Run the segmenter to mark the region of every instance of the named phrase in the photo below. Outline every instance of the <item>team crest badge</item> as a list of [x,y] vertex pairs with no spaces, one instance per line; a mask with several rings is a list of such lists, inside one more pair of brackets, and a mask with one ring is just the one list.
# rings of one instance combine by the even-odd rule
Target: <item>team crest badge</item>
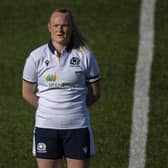
[[72,57],[70,60],[70,65],[78,66],[80,64],[80,59],[78,57]]

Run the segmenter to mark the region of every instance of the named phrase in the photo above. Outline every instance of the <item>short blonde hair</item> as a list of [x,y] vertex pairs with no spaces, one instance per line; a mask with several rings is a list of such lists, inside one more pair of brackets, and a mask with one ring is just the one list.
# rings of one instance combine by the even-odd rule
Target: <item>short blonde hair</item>
[[[87,46],[86,39],[84,38],[84,36],[80,32],[80,30],[78,29],[77,25],[75,24],[74,17],[72,15],[72,11],[67,8],[56,9],[51,13],[50,18],[52,16],[52,14],[55,12],[66,13],[70,18],[72,32],[71,32],[71,38],[70,38],[70,42],[69,42],[68,47],[76,48],[76,49],[86,47]],[[50,19],[49,19],[49,21],[50,21]]]

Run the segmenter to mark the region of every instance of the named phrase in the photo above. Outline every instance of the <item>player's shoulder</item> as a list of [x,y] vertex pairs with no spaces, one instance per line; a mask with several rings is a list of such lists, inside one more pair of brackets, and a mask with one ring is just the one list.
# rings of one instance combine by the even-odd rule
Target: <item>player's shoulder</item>
[[88,47],[80,47],[78,49],[74,49],[73,53],[77,56],[82,56],[85,58],[90,58],[93,56],[93,52]]

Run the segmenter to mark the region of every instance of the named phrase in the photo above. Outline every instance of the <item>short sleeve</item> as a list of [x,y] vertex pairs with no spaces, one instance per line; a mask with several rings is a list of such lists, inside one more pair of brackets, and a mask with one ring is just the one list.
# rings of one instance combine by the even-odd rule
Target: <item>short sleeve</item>
[[25,62],[23,69],[23,80],[31,83],[37,82],[36,64],[31,55],[26,59]]
[[97,61],[91,52],[88,53],[87,58],[88,58],[88,67],[87,67],[86,82],[93,83],[100,80],[100,70]]

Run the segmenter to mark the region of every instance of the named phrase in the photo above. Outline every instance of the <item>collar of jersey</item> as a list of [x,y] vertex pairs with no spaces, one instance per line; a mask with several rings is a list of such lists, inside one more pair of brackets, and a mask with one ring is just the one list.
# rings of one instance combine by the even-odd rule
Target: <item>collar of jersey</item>
[[[48,47],[49,47],[50,51],[51,51],[53,54],[55,54],[56,49],[55,49],[55,47],[53,46],[51,40],[48,42]],[[70,51],[70,48],[65,48],[64,50],[65,50],[66,52],[68,52],[68,51]]]

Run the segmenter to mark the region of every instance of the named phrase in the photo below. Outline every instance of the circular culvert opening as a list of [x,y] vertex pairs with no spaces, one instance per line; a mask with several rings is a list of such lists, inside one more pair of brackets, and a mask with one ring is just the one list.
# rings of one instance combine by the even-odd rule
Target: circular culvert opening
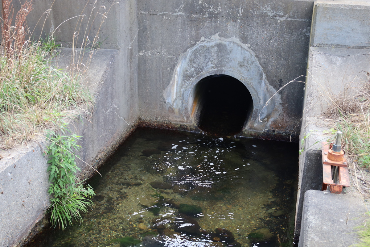
[[195,86],[194,99],[198,127],[218,136],[240,132],[253,109],[253,101],[246,87],[226,75],[210,76],[199,81]]

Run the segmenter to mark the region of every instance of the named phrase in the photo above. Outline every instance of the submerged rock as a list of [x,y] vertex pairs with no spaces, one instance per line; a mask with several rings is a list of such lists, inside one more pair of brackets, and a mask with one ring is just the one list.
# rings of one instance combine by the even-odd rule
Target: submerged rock
[[172,188],[172,184],[166,182],[161,182],[160,181],[153,181],[151,182],[150,185],[154,188],[163,189],[164,190],[168,190]]
[[216,237],[219,238],[221,242],[227,244],[231,243],[234,241],[235,238],[231,231],[227,229],[217,228],[215,231],[217,234]]
[[144,149],[142,150],[141,152],[145,156],[147,157],[149,157],[149,156],[152,156],[153,154],[161,154],[161,150],[158,150],[158,149],[153,149],[148,148],[148,149]]
[[198,234],[200,233],[200,226],[191,217],[179,213],[174,219],[174,228],[176,231],[191,234]]
[[147,196],[140,197],[139,199],[138,204],[144,207],[148,208],[155,205],[158,202],[158,199],[151,196]]
[[198,205],[181,203],[179,208],[179,213],[195,216],[202,213],[202,208]]
[[285,212],[283,210],[279,210],[272,214],[272,215],[273,216],[277,217],[278,216],[281,216],[282,215],[284,215],[285,214]]
[[275,235],[270,233],[269,229],[261,228],[251,233],[248,235],[248,237],[255,241],[267,241],[272,238],[275,236]]
[[138,185],[141,185],[142,184],[142,183],[141,182],[139,182],[139,181],[131,181],[128,180],[125,180],[125,181],[122,181],[120,183],[122,185],[127,185],[127,186],[132,185],[137,186]]
[[101,195],[99,195],[98,196],[95,196],[94,197],[94,200],[95,201],[101,201],[104,200],[104,196],[102,196]]
[[225,247],[225,244],[219,242],[212,242],[209,243],[209,247]]

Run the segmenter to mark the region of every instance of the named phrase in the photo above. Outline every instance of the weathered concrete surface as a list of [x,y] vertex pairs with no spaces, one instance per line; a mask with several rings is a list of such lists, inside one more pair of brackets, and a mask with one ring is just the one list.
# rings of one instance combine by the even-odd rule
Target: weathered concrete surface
────
▶ The request
Turn the material into a Markdown table with the columns Row and Line, one row per line with its number, and skip blank lines. Keep the pictures out of the table.

▶ Answer to the problem
| Row | Line |
|---|---|
| 1 | Run the segmenter to mark the region of every instance of the named phrase in the photo below. Outline every instance of the <item>team crest badge</item> as a list of [x,y] vertex pairs with no spaces, one instance per line; a mask with several rings is a list of such lists, inside one more pair of brackets, and a mask with one ring is just the one list. |
| 2 | # rings of one instance combine by the even-odd rule |
| 3 | Target: <item>team crest badge</item> |
| 4 | [[72,57],[70,60],[70,65],[78,66],[80,64],[80,59],[78,57]] |
| 5 | Run the segmenter to mark the region of every instance of the named phrase in the photo above. Outline every instance of the <item>short blonde hair</item> as a list of [x,y] vertex pairs with no spaces, one instance per line; a mask with several rings is a list of such lists, inside one more pair of brackets, and a mask with one ring is just the one list. |
| 6 | # rings of one instance combine by the even-odd rule |
| 7 | Target: <item>short blonde hair</item> |
| 8 | [[[87,46],[86,39],[84,38],[84,36],[80,32],[80,30],[78,29],[77,25],[75,24],[74,17],[72,15],[72,11],[67,8],[56,9],[51,13],[50,18],[52,16],[52,14],[55,12],[66,13],[70,18],[72,32],[71,32],[71,38],[70,38],[70,42],[69,42],[68,47],[76,48],[76,49],[86,47]],[[50,19],[49,19],[49,21],[50,21]]] |
| 9 | Run the segmenter to mark the region of every instance of the named phrase in the photo above. Outline every instance of the <item>player's shoulder</item> as a list of [x,y] vertex pairs with no spaces, one instance per line; a mask with several rings is a list of such lists, inside one more pair of brackets, and a mask with one ring is just the one list. |
| 10 | # rings of one instance combine by the even-odd rule |
| 11 | Target: <item>player's shoulder</item> |
| 12 | [[88,47],[80,47],[78,49],[74,49],[73,53],[77,56],[82,56],[85,58],[90,58],[93,56],[93,52]] |
| 13 | Run the segmenter to mark the region of every instance of the named phrase in the photo above. Outline every instance of the <item>short sleeve</item> as a list of [x,y] vertex pairs with no spaces, one instance per line; a mask with several rings is a list of such lists, inside one more pair of brackets, and a mask with one ring is just the one list. |
| 14 | # rings of one instance combine by the even-odd rule |
| 15 | Target: <item>short sleeve</item> |
| 16 | [[25,62],[23,69],[23,80],[31,83],[37,82],[36,64],[31,55],[26,59]] |
| 17 | [[97,61],[91,52],[88,53],[87,58],[88,58],[88,67],[87,67],[86,82],[93,83],[100,80],[100,70]] |
| 18 | Run the segmenter to mark the region of every instance of the named phrase in the photo above. Outline every instance of the <item>collar of jersey</item> as a list of [x,y] vertex pairs with no spaces, one instance per line; a mask with several rings is a list of such lists, inside one more pair of brackets, and a mask with one ring is just the one list. |
| 19 | # rings of one instance combine by the even-odd rule |
| 20 | Target: <item>collar of jersey</item> |
| 21 | [[[48,47],[49,47],[50,51],[51,51],[53,54],[55,54],[56,49],[55,49],[55,47],[53,46],[51,40],[48,42]],[[70,51],[70,48],[65,48],[64,50],[65,50],[66,52],[68,52],[68,51]]] |
| 22 | Run the segmenter to mark the region of every instance of the named phrase in the photo below. Outline every instance of the circular culvert opening as a list of [x,y] vertex pairs with no spaces, one instance per line; a mask with several rings is a list of such lists, inside one more pair of brackets, and a mask with one ring is just the one list. |
| 23 | # rings of one instance combine by the even-odd rule |
| 24 | Target: circular culvert opening |
| 25 | [[195,86],[194,99],[198,127],[218,136],[240,132],[253,109],[253,101],[246,87],[226,75],[210,76],[199,81]] |
| 26 | Run the segmenter to mark the region of every instance of the named phrase in the photo above. Outline every instance of the submerged rock as a list of [x,y] vertex pairs with no spaces, one instance per line; a mask with several rings is a list of such lists, inside one more pair of brackets, and a mask with one ring is just the one list. |
| 27 | # rings of one instance combine by the even-odd rule |
| 28 | Target: submerged rock |
| 29 | [[172,188],[172,184],[166,182],[161,182],[160,181],[153,181],[151,182],[150,185],[154,188],[163,189],[164,190],[168,190]] |
| 30 | [[216,237],[219,238],[221,242],[227,244],[231,243],[234,241],[235,238],[231,231],[227,229],[217,228],[215,231],[217,234]] |
| 31 | [[144,149],[142,150],[141,152],[145,156],[147,157],[149,157],[149,156],[152,156],[153,154],[161,154],[161,150],[158,150],[158,149],[153,149],[148,148],[148,149]] |
| 32 | [[198,234],[200,233],[200,226],[191,217],[179,213],[174,219],[174,228],[176,231],[191,234]] |
| 33 | [[147,196],[140,197],[139,199],[138,204],[144,207],[148,208],[155,205],[158,202],[158,199],[151,196]] |
| 34 | [[198,205],[181,203],[179,208],[179,213],[195,216],[202,213],[202,208]] |
| 35 | [[285,212],[283,210],[279,210],[272,214],[272,215],[273,216],[277,217],[278,216],[281,216],[282,215],[284,215],[285,214]] |
| 36 | [[275,235],[270,233],[269,229],[261,228],[251,233],[248,235],[248,237],[255,241],[267,241],[272,238],[275,236]] |
| 37 | [[138,185],[141,185],[142,184],[142,183],[141,182],[139,182],[139,181],[131,181],[128,180],[125,180],[125,181],[122,181],[120,183],[122,185],[127,185],[127,186],[132,185],[137,186]] |
| 38 | [[101,195],[99,195],[98,196],[95,196],[94,197],[94,200],[95,201],[101,201],[104,200],[104,196],[102,196]] |
| 39 | [[225,247],[225,244],[219,242],[212,242],[209,243],[209,247]] |
| 40 | Run the segmenter to mark the region of every instance of the named phrase in the photo above. Outline every instance of the weathered concrete surface as a list of [x,y] vertex pairs with no spaces, one instance per line; a mask with several rings is a list of such lists, inside one more pair of brackets, and a mask with one ring is just the one list. |
| 41 | # rings of one instance combine by the even-odd rule |
| 42 | Target: weathered concrete surface |